■ **Listing**:
►

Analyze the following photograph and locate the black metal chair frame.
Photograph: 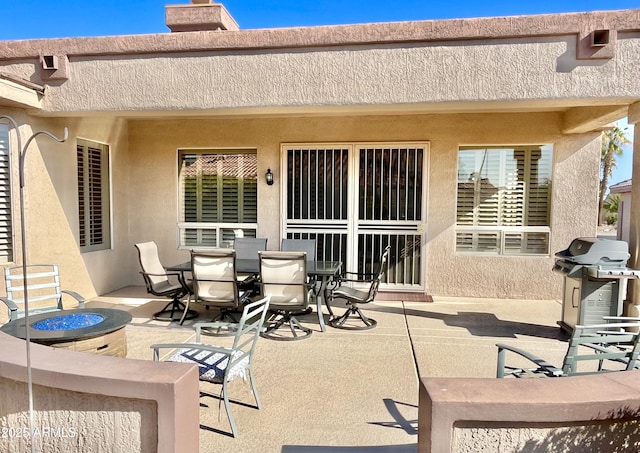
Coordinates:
[328,245,391,330]
[181,249,251,326]
[260,251,313,341]
[135,241,198,322]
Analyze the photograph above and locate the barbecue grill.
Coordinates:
[553,238,640,331]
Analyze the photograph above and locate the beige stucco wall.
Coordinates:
[0,110,129,298]
[0,378,158,453]
[0,10,640,298]
[127,113,599,298]
[0,27,640,114]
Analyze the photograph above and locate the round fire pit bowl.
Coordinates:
[0,308,131,357]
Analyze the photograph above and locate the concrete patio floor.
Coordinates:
[88,287,566,453]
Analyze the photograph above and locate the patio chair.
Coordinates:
[135,241,198,323]
[0,264,85,321]
[496,317,640,378]
[185,249,249,324]
[233,236,267,296]
[151,296,269,437]
[260,251,313,341]
[328,245,391,330]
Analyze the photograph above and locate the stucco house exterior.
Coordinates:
[0,1,640,299]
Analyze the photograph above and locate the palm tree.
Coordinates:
[598,126,631,224]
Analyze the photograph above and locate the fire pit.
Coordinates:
[0,308,131,357]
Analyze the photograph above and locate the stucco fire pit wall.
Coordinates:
[0,332,199,453]
[418,371,640,453]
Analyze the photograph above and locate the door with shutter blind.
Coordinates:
[282,143,428,291]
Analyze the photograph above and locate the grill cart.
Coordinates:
[553,238,640,332]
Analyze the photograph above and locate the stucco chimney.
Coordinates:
[165,0,240,32]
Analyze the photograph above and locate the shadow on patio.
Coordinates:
[90,287,566,453]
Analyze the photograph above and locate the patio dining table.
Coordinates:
[167,259,342,332]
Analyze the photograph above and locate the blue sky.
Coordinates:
[0,0,640,183]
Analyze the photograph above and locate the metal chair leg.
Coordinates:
[328,304,378,330]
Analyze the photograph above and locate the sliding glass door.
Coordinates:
[282,143,428,291]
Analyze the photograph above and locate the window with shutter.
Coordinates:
[456,145,553,255]
[0,124,13,263]
[77,139,111,252]
[178,150,258,248]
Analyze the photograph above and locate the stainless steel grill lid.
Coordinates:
[555,238,631,266]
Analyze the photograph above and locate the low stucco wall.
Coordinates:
[0,332,199,453]
[418,371,640,453]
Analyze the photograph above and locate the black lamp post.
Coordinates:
[0,115,69,453]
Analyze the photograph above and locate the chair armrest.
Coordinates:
[150,343,233,362]
[0,297,18,321]
[193,321,238,343]
[582,343,640,369]
[60,289,85,308]
[496,343,564,378]
[336,272,376,283]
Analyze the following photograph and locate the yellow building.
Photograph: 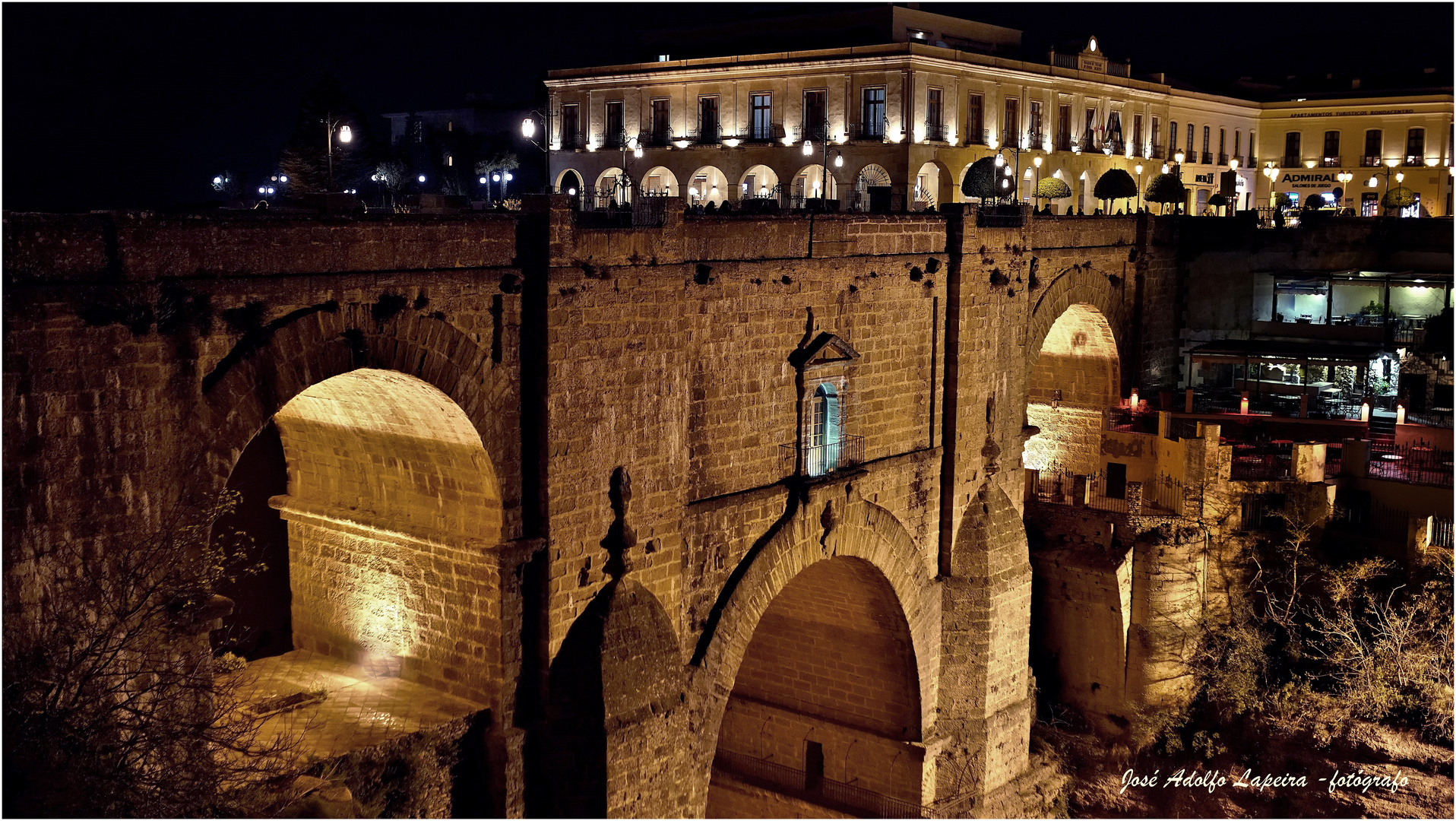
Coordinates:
[543,8,1451,215]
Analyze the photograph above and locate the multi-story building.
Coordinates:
[546,8,1451,215]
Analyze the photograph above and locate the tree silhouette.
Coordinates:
[1143,173,1188,210]
[1092,169,1137,211]
[961,157,996,202]
[278,73,383,194]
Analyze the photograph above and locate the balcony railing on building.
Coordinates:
[714,750,935,818]
[779,436,865,476]
[976,205,1031,229]
[1367,439,1451,487]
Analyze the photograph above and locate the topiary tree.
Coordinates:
[1143,173,1188,211]
[1380,185,1415,210]
[1037,176,1071,199]
[1092,169,1137,211]
[961,157,996,201]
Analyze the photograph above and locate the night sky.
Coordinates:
[0,2,1453,211]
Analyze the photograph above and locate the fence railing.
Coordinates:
[779,436,865,476]
[1229,442,1294,482]
[714,750,933,818]
[1367,439,1451,487]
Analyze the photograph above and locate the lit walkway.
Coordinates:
[220,649,485,760]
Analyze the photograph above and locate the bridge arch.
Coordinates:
[696,499,941,805]
[192,306,520,703]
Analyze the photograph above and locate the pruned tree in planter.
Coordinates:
[1092,169,1137,213]
[1143,173,1188,211]
[961,157,997,202]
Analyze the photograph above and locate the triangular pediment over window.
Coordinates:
[789,334,859,369]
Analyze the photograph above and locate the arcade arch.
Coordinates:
[642,166,680,197]
[738,164,779,199]
[687,166,728,205]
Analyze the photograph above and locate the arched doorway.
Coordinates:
[687,166,728,205]
[789,163,839,208]
[642,166,679,197]
[850,163,891,213]
[707,556,925,818]
[1024,303,1119,474]
[210,368,502,702]
[556,169,582,197]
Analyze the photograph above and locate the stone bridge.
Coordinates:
[5,197,1176,816]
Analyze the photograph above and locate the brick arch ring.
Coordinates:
[186,304,521,539]
[696,501,941,772]
[1027,266,1128,363]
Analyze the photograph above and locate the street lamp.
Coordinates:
[319,112,354,191]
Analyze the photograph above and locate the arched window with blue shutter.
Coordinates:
[806,383,843,476]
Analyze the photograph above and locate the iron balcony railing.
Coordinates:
[714,750,935,818]
[779,436,865,476]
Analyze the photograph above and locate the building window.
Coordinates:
[652,97,673,145]
[1360,128,1385,167]
[1405,128,1426,166]
[561,103,581,148]
[698,97,718,143]
[806,383,843,476]
[859,87,885,140]
[925,89,945,140]
[1280,131,1300,169]
[804,90,828,140]
[749,94,773,140]
[603,100,626,148]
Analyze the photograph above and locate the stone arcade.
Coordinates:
[5,205,1444,816]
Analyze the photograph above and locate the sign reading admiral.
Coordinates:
[1278,172,1340,188]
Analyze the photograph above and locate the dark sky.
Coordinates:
[0,2,1453,211]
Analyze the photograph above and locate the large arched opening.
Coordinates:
[707,555,925,818]
[1024,303,1119,474]
[217,368,502,703]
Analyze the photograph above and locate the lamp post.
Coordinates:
[804,118,844,211]
[319,112,354,191]
[1173,151,1188,214]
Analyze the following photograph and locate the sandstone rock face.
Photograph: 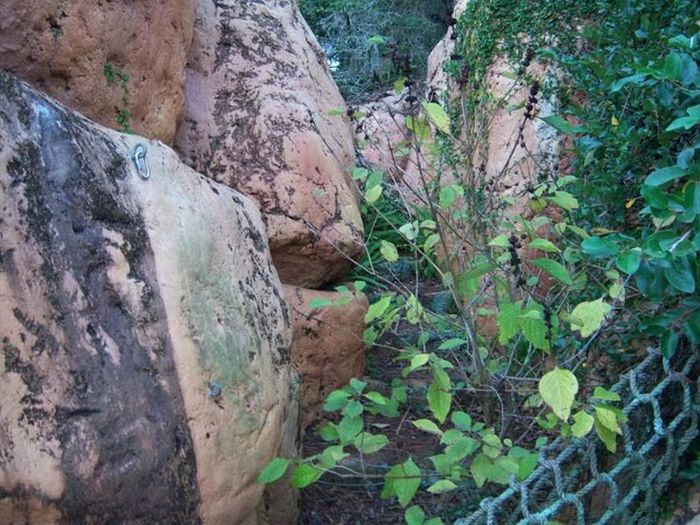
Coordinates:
[176,0,362,287]
[283,285,369,428]
[0,0,194,143]
[426,0,471,93]
[0,72,297,525]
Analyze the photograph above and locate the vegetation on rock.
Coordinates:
[261,0,700,525]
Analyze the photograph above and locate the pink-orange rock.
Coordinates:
[283,285,369,428]
[176,0,363,287]
[0,71,298,525]
[0,0,194,143]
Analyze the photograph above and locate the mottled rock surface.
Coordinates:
[0,0,194,143]
[176,0,362,288]
[0,72,297,525]
[283,285,369,428]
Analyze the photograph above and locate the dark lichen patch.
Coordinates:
[12,308,60,355]
[2,338,43,396]
[0,72,199,523]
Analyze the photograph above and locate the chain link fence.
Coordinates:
[455,349,700,525]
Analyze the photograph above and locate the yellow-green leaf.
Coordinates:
[428,479,457,494]
[570,297,612,337]
[413,419,442,436]
[532,259,573,285]
[423,102,450,135]
[258,458,289,483]
[539,367,578,421]
[365,184,384,204]
[571,410,594,437]
[379,241,399,262]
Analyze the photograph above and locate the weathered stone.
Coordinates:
[0,0,194,143]
[283,285,369,428]
[0,72,296,524]
[176,0,362,287]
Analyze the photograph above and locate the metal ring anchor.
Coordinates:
[207,381,222,399]
[131,142,151,180]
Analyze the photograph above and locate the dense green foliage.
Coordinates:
[261,0,700,525]
[300,0,451,103]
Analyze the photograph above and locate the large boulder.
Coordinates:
[0,72,297,525]
[283,285,369,428]
[0,0,194,143]
[176,0,362,288]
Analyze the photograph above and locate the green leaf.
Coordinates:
[428,479,457,494]
[405,505,425,525]
[518,305,549,352]
[615,248,642,275]
[530,239,559,253]
[661,330,679,359]
[350,377,367,394]
[445,437,479,461]
[664,259,695,293]
[539,367,578,421]
[319,423,338,441]
[399,222,419,241]
[439,186,457,209]
[258,458,290,483]
[365,392,388,406]
[387,458,421,507]
[666,104,700,131]
[291,463,323,489]
[365,294,394,324]
[497,302,522,345]
[438,337,468,350]
[319,445,350,469]
[379,241,399,262]
[593,386,622,401]
[323,390,350,412]
[489,235,510,248]
[571,410,594,437]
[338,416,363,443]
[594,418,617,454]
[413,419,442,436]
[401,354,430,377]
[422,102,450,135]
[353,432,389,454]
[343,399,364,417]
[469,454,491,488]
[540,115,575,135]
[451,411,472,430]
[532,259,573,285]
[428,381,452,423]
[644,166,686,186]
[595,405,622,435]
[581,237,620,257]
[365,184,384,204]
[547,191,579,211]
[309,297,333,310]
[569,297,612,337]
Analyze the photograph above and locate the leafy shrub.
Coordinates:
[260,0,700,525]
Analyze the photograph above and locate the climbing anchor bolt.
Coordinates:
[131,142,151,180]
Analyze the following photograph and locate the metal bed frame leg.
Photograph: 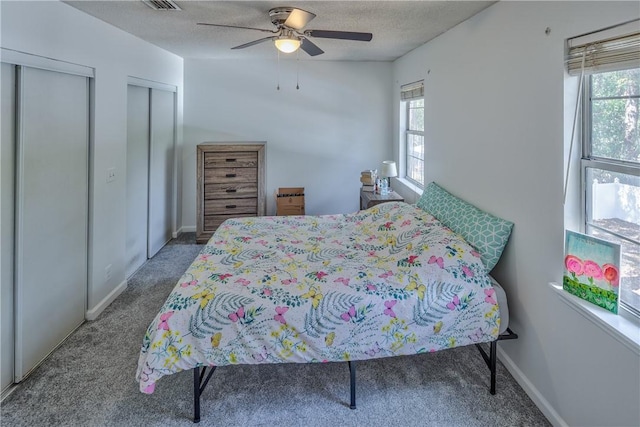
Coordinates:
[193,366,216,423]
[476,328,518,394]
[193,368,200,423]
[349,361,356,409]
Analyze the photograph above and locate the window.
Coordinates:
[581,68,640,315]
[405,99,424,187]
[400,80,424,188]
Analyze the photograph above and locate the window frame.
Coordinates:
[402,96,425,189]
[580,68,640,320]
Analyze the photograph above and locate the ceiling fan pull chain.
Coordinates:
[276,49,280,90]
[296,50,300,90]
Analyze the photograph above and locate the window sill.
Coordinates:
[549,283,640,356]
[391,178,424,203]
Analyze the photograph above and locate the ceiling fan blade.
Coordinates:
[300,38,324,56]
[284,9,316,30]
[304,30,373,42]
[198,22,278,34]
[231,36,276,49]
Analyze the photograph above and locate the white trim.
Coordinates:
[0,47,95,78]
[498,344,569,427]
[84,280,127,320]
[0,383,18,402]
[549,282,640,356]
[567,19,640,48]
[127,76,178,93]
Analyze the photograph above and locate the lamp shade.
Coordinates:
[380,160,398,178]
[275,36,300,53]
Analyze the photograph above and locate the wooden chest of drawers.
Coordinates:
[196,142,266,243]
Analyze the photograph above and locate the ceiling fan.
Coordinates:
[198,7,373,56]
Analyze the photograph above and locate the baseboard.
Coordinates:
[498,344,569,427]
[84,280,127,320]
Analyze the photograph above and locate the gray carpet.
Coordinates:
[0,233,550,426]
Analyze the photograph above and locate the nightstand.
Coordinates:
[360,189,404,210]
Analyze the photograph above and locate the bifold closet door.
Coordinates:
[15,67,89,382]
[127,85,150,277]
[148,89,175,257]
[0,64,16,390]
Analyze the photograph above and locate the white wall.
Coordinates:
[393,1,640,426]
[0,1,183,316]
[183,57,392,222]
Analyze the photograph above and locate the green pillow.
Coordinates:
[417,182,513,271]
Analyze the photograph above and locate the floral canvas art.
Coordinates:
[562,230,620,314]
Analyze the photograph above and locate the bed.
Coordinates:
[137,183,516,422]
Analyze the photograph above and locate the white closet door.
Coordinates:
[15,67,89,382]
[127,85,150,277]
[0,64,16,390]
[148,89,175,257]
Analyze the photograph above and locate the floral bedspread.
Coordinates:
[137,203,500,393]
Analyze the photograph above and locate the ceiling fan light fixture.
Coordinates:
[275,36,300,53]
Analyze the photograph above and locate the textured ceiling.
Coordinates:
[65,0,495,61]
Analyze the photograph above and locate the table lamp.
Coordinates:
[380,160,398,195]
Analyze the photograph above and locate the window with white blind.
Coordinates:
[567,21,640,316]
[400,81,424,188]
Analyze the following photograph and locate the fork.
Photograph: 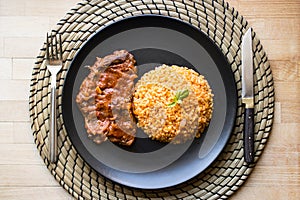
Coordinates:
[46,33,63,163]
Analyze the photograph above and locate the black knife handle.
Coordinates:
[243,108,254,163]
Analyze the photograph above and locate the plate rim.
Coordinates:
[61,14,238,189]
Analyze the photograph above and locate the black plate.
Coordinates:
[62,15,237,189]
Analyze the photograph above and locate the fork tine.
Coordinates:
[59,34,63,59]
[46,33,50,59]
[50,33,55,60]
[54,35,59,59]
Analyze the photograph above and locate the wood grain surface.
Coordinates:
[0,0,300,200]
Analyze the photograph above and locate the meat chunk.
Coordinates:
[76,50,137,146]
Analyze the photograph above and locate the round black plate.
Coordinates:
[62,15,237,189]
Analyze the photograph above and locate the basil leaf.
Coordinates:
[178,90,190,100]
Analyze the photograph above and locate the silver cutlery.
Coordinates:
[242,28,254,163]
[46,34,63,163]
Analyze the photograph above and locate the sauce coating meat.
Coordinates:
[76,50,137,146]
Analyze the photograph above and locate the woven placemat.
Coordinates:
[30,0,274,199]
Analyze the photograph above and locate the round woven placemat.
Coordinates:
[30,0,274,199]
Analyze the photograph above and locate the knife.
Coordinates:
[242,28,254,163]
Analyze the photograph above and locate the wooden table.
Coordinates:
[0,0,300,200]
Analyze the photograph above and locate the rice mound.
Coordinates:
[133,65,213,144]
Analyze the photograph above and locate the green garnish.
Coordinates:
[168,90,190,107]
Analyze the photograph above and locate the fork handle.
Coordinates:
[49,83,57,163]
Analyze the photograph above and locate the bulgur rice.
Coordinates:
[133,65,213,144]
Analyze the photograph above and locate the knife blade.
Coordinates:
[242,28,254,163]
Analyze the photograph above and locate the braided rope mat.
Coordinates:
[30,0,274,199]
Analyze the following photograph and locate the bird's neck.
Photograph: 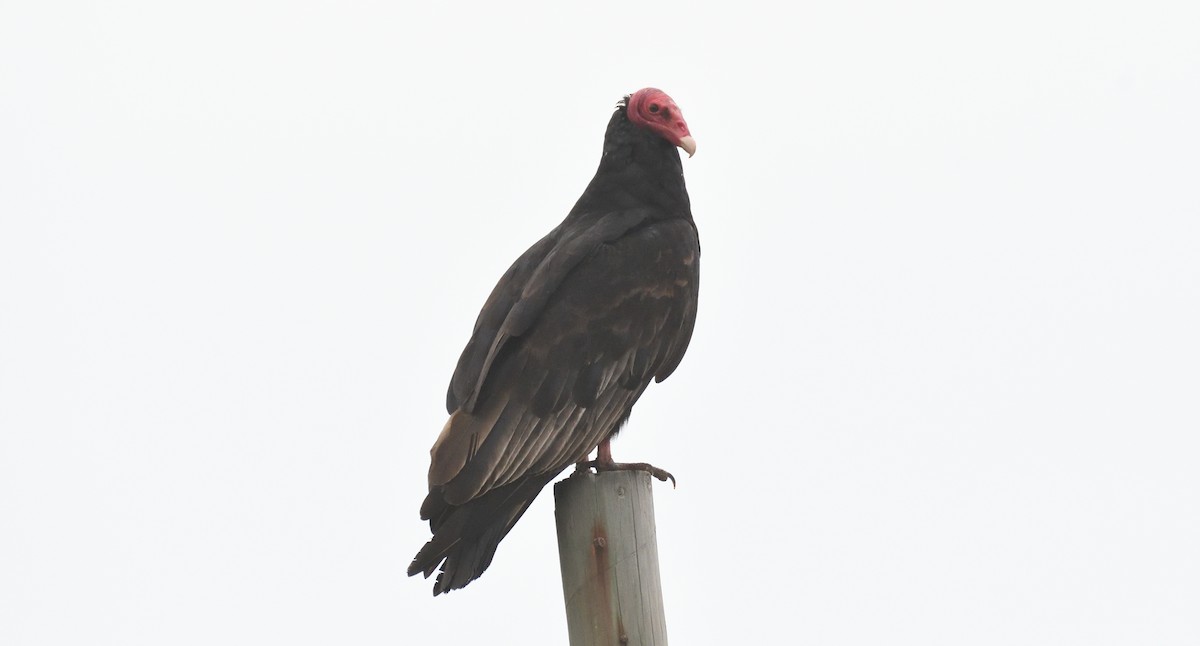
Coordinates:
[572,125,691,219]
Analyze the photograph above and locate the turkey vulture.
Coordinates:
[408,88,700,596]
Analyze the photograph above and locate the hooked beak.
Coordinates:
[679,134,696,157]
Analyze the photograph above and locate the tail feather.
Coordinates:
[408,473,556,596]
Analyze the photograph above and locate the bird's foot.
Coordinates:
[575,457,676,489]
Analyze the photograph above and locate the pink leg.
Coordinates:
[575,438,676,486]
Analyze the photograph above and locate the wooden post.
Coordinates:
[554,471,667,646]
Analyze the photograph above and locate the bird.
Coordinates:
[408,88,700,597]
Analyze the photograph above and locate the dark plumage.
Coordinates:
[408,89,700,594]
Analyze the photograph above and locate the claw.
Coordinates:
[575,459,678,489]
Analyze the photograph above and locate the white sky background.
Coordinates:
[0,0,1200,646]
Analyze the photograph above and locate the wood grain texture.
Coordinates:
[554,471,667,646]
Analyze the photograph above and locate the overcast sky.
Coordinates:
[0,0,1200,646]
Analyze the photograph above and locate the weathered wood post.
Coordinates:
[554,471,667,646]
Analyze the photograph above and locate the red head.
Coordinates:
[625,88,696,157]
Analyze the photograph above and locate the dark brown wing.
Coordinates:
[446,209,650,413]
[430,219,700,497]
[409,215,700,594]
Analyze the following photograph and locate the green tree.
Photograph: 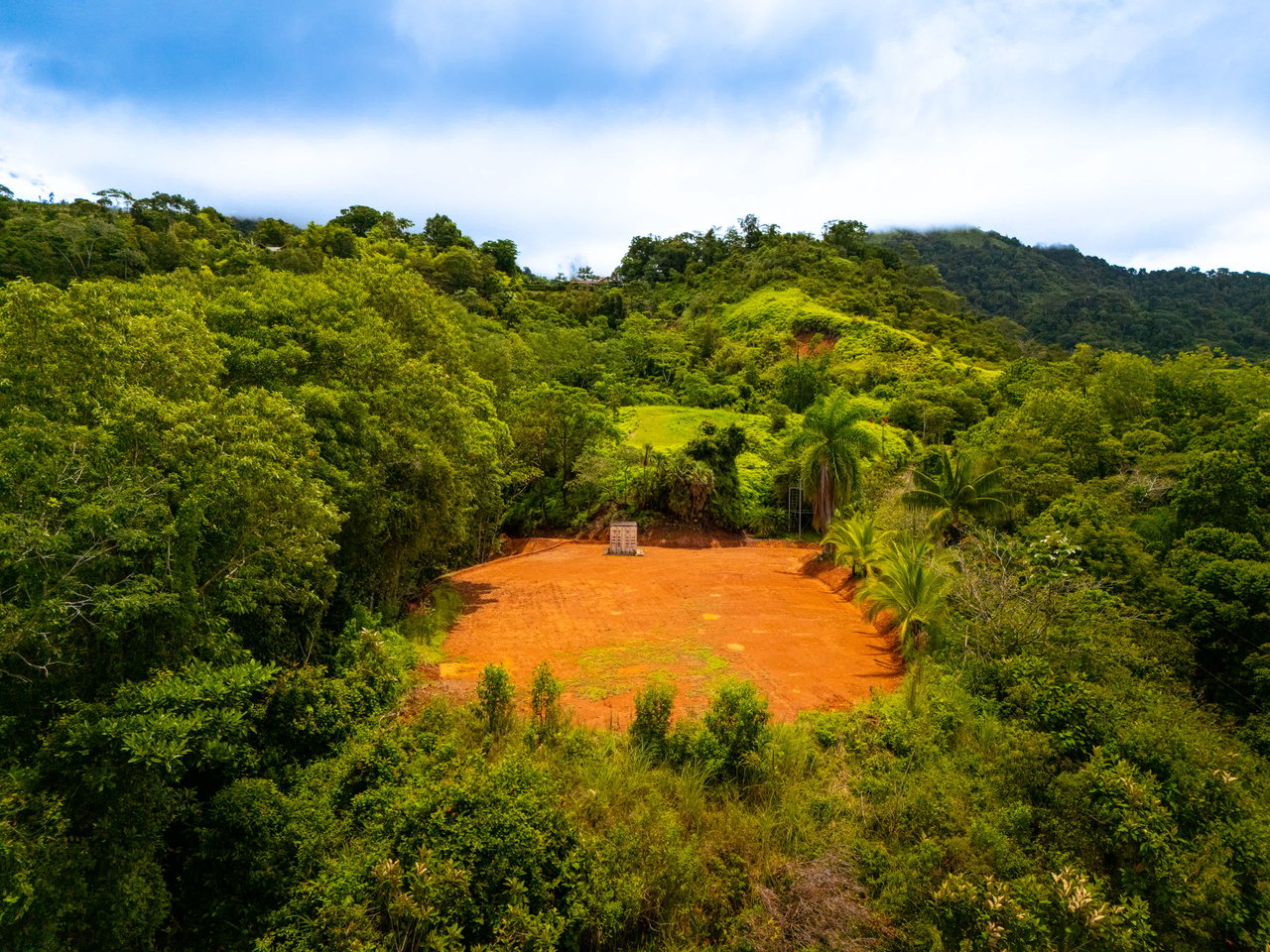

◄

■ **Task to complete**: Render as a JSON list of strings the lines above that begin with the one containing "Analyze the photograph above and locate the red" and continue through the end, one string per line. Omit blank lines and leave the pictures out.

■ **Exercise response**:
[
  "Analyze the photograph above and locate the red head.",
  "Coordinates:",
  "[625,88,696,157]",
  "Analyze the photograph above and locate the dark brown wing.",
  "Coordinates:",
  "[446,209,650,413]",
  "[430,219,700,497]",
  "[409,215,700,594]",
  "Analyze the following photograph and locate the green tree.",
  "Photograph: "
]